▶ _REQUEST_:
Produce an exact copy of all the records.

▶ _WORKING DATA_:

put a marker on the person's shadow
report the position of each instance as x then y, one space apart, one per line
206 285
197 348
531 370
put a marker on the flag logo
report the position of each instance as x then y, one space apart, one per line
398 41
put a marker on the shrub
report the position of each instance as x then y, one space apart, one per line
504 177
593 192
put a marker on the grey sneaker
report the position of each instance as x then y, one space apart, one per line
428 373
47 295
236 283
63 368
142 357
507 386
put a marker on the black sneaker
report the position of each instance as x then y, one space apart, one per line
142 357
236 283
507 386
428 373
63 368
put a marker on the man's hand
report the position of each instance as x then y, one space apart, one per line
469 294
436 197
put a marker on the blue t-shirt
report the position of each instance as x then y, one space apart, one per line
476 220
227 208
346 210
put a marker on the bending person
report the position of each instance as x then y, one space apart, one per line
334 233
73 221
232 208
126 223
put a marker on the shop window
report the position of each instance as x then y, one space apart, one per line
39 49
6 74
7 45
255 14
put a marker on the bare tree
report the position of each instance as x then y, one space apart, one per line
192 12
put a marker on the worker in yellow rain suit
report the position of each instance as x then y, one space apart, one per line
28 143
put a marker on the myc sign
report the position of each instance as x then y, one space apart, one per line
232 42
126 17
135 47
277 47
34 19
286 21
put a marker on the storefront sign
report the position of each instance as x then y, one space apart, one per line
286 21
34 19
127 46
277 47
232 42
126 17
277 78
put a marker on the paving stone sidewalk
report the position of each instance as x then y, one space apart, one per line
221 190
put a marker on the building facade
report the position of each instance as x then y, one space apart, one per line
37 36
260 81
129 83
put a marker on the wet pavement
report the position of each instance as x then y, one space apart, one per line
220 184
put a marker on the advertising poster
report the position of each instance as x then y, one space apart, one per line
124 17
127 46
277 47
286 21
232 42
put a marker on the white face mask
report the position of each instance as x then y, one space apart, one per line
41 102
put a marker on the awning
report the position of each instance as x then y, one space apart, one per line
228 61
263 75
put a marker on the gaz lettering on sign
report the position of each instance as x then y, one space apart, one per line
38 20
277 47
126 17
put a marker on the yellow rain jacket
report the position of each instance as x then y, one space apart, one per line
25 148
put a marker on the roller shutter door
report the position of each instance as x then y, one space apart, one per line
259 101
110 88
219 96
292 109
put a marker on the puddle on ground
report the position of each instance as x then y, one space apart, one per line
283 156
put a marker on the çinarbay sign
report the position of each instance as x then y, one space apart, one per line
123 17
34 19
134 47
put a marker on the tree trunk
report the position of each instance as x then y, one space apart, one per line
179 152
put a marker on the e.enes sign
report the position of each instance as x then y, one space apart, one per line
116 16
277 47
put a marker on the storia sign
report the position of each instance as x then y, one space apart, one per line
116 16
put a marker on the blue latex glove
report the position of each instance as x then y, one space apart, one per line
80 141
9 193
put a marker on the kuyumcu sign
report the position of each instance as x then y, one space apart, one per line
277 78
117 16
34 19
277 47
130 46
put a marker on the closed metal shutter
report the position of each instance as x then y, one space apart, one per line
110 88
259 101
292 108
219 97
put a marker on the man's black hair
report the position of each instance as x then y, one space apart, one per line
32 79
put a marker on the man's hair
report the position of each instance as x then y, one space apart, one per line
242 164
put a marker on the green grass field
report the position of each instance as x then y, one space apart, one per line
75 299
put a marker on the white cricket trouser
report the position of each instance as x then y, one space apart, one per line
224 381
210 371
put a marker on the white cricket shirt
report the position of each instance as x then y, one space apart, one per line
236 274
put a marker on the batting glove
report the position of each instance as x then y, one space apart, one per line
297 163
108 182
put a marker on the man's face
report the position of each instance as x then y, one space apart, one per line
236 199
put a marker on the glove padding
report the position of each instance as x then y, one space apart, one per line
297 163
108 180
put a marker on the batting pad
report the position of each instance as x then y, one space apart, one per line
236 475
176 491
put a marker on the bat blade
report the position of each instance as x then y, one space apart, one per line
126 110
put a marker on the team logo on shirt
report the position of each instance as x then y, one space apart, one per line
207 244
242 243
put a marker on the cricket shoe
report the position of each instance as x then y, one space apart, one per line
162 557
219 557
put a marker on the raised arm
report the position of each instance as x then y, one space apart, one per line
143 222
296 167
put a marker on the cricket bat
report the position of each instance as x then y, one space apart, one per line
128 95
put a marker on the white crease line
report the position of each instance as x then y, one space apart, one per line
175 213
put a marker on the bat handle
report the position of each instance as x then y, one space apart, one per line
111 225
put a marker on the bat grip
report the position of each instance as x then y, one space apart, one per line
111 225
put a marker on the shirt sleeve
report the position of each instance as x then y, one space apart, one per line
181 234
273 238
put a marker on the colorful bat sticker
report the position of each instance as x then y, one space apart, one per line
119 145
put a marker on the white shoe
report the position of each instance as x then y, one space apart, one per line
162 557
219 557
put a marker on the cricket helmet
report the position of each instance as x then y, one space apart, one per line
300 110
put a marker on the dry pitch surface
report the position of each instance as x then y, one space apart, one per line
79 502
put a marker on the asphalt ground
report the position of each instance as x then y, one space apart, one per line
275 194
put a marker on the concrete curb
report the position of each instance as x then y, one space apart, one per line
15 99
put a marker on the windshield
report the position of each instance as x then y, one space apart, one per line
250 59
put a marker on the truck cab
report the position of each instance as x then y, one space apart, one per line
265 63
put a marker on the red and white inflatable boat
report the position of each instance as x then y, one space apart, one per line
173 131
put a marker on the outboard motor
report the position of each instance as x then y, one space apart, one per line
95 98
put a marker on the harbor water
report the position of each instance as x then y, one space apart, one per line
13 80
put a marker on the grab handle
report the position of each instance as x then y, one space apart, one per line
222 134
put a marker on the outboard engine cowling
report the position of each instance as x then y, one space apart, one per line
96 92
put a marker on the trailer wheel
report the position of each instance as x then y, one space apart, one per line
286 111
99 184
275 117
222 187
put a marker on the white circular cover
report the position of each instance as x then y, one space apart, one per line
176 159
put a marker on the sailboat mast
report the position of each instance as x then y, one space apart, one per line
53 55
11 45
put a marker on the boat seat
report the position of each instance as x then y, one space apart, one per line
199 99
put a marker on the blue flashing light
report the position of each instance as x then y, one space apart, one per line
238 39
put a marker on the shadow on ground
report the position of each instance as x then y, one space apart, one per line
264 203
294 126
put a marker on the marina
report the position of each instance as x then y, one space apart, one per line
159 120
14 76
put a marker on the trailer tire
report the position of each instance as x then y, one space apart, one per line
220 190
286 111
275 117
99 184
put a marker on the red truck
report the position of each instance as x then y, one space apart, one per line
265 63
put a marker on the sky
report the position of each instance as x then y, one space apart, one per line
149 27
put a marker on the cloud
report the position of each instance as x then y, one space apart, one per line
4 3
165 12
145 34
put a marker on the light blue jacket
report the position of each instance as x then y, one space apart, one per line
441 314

▶ _RESPONSE BELOW_:
put a marker on the person's shadow
report the position of each instance as x then y, one space apart, one per line
206 285
197 348
531 370
put a marker on the flag logo
report the position of each instance as x then y, one space apart, one per line
398 41
put a marker on the shrub
report the position of each instance as x then y, one space apart, one per line
504 177
593 192
put a marker on the grey sneaker
report the position of each instance as x then y, one space apart, one per line
428 373
47 295
236 283
63 368
142 357
507 386
put a marker on the black sneaker
report the position of each instance as x then y, one space apart, one per line
142 357
236 283
507 386
428 373
63 368
put a marker on the man's hand
report the position of each instance as x then y, one space apart, one per line
469 294
436 197
put a marker on the blue t-shirt
report the position of each instance as x then y, one space apart, one per line
476 220
227 208
346 210
put a marker on the bending person
report the position of each instance as x then y, one space apart, one per line
334 233
73 221
232 208
126 223
put a marker on the shop window
report the position of each instance as x then y, one space apart, one per line
39 49
6 74
7 45
255 14
put a marker on the bare tree
report the position of each instance as x then y, one space apart, one per line
192 12
put a marker on the worker in yellow rain suit
report the position of each instance as x then y, one space apart, one per line
28 143
put a marker on the myc sign
report the position of each instance as x then y, one space apart, one per line
232 42
126 17
135 47
277 47
34 19
286 21
put a marker on the storefront sign
report the position of each instance as x then y, one space apart, one per line
286 21
34 19
127 46
277 47
232 42
126 17
277 78
put a marker on the paving stone sidewalk
report the position of each instance as x then y, one space apart, one per line
221 190
put a marker on the building facade
report the position of each instance as x then y, one space apart, one per line
37 36
260 81
129 83
put a marker on the wet pavement
report the position of each instance as x then y, one space apart, one per line
220 184
put a marker on the advertising poster
report the position of each instance as x then y, one space apart, one per line
124 17
127 46
277 47
286 21
232 42
put a marker on the white face mask
report the position of each instance as x then y, one space apart, one per line
41 102
put a marker on the awning
report the position of each instance as x then y, one space apart, one per line
228 61
263 75
put a marker on the gaz lettering on sign
report the position of each instance as x then y, one space apart, one per line
38 20
277 47
126 17
put a marker on the yellow rain jacket
report the position of each instance as x then y, one space apart, one per line
25 148
put a marker on the roller shutter door
report the position of each instance as x then y, one space apart, one per line
259 101
110 88
219 96
292 109
put a marker on the puddle on ground
report the position of each instance as x then y, one space apart, one per line
283 156
put a marker on the çinarbay sign
report the position of each instance as x then y, one space apart, one per line
123 17
34 19
134 47
put a marker on the tree trunk
report the position of each instance as x then y, one space apart, one per line
179 152
put a marker on the e.enes sign
report the position of each instance as x then y, one space apart, one per line
116 16
277 47
put a marker on the storia sign
report the position of each instance as x then y, one space apart, one per line
116 16
put a marker on the blue latex glove
report the position of each instance as x then y, one space apart, one per line
80 141
9 193
put a marker on the kuyumcu sign
report the position of each instance as x then y, one space apart, one per line
277 78
117 16
34 19
277 47
130 46
put a marker on the closed metal shutter
report the position of each instance as x then y, one space apart, one per line
110 88
259 101
292 108
219 97
put a marker on the man's black hair
report the position of each instance as x then y, one space apart, one per line
32 79
put a marker on the man's hair
report the position of each instance as x then y, one space apart, one per line
242 164
put a marker on the green grass field
report the position of each instance as x then y, one space apart, one per line
75 299
put a marker on the white cricket trouser
report the position of each instance as x then y, one space apart, one per line
224 381
210 371
put a marker on the white cricket shirt
report the position of each instance as x then y, one space apart, one per line
236 274
put a marker on the batting glove
report the position of each instance as x then y, one space apart, one per line
297 163
108 182
put a marker on the man's face
report the position of each instance as x then y, one space apart, one per line
236 199
put a marker on the glove padding
report the position of each instance as x then y, one space apart, one per line
297 163
108 180
put a marker on the batting pad
report the position of each instance as x then y, one space apart, one per line
236 475
176 491
put a marker on the bat blade
report the position of each instance as x then y, one space apart, one per line
126 110
put a marker on the team logo on shirt
report the position of each instance as x then y, one space apart, one per line
207 244
242 243
put a marker on the cricket shoe
report the position of each instance as x then y, one space apart, one per line
162 557
219 557
put a marker on the raised arm
report the position of each instance as x then y, one space apart, one per line
143 222
296 167
put a marker on the cricket bat
report the position of each instance as x then y, one space apart, one per line
128 95
put a marker on the white crease line
report the position of each instance as x then y, one space apart, one per line
175 213
put a marker on the bat handle
report the position of each instance as x then y, one space apart, one per line
111 225
put a marker on the bat grip
report the position of each instance as x then y, one space apart, one per line
111 225
put a marker on the shirt sleeve
report the position of each instance as x then y, one space apart, one per line
181 234
273 238
put a marker on the colorful bat sticker
report the position of each instance as x then y, one space apart, one per line
119 145
put a marker on the white shoe
report the position of each instance as x then y, one space apart, one per line
162 557
219 557
put a marker on the cricket helmet
report the position of each instance as x then y, one space apart, one per line
300 110
put a marker on the dry pitch surface
report the position of each instance as x then y, one space apart, one per line
79 502
put a marker on the asphalt ground
report the position of each instance as x then y, one space apart, one per line
275 194
put a marker on the concrete curb
report the position of each instance as x then y, one space apart, one per line
15 99
put a marker on the windshield
report the position of each instance as x then y, one space apart, one per line
250 59
put a marker on the truck cab
report the position of each instance as x then y, one space apart, one per line
265 63
put a marker on the red and white inflatable boat
report the position of each instance as x then y, one space apart, one per line
173 131
put a marker on the outboard motor
report the position of each instance as x then y, one space apart, one per line
95 98
put a marker on the harbor water
report the position of each instance as x then y, one space apart, one per line
13 80
put a marker on the grab handle
report the position of each instance as x then y, one space apart, one per line
222 134
put a marker on the outboard engine cowling
report the position of each instance as x then y, one space apart, one per line
96 92
put a marker on the trailer wheel
report the position of each instance as x then y, one space apart, one per line
286 111
99 184
275 117
222 187
put a marker on the white circular cover
report the position of each instance as x then y, one space apart, one per line
176 159
put a marker on the sailboat mast
report the position of each instance as x then y, one space apart, one per line
53 55
11 45
put a marker on the boat seat
report the position of each instance as x then y, one space apart, one per line
199 99
put a marker on the blue flashing light
report the position of each instance as x then y, one space apart, one per line
238 39
put a marker on the shadow on ground
report the position of each instance as x then y, one space apart, one per line
264 203
294 126
put a marker on the marina
report the position of each instance as x then y, one space apart, one per line
159 120
14 76
put a marker on the trailer tire
report the position of each instance as x then y, one space apart, one per line
220 190
286 111
275 117
99 184
put a marker on the red truck
report the position of each instance as x then y, one space apart, one per line
265 63
put a marker on the sky
report the position of each instance as x then y, one space apart, one per line
149 27
put a marker on the cloud
report the position of each instance as x then y, one space apart, one per line
4 3
165 12
145 34
put a marker on the light blue jacket
report the position of each instance as x then y, one space apart, one per line
441 314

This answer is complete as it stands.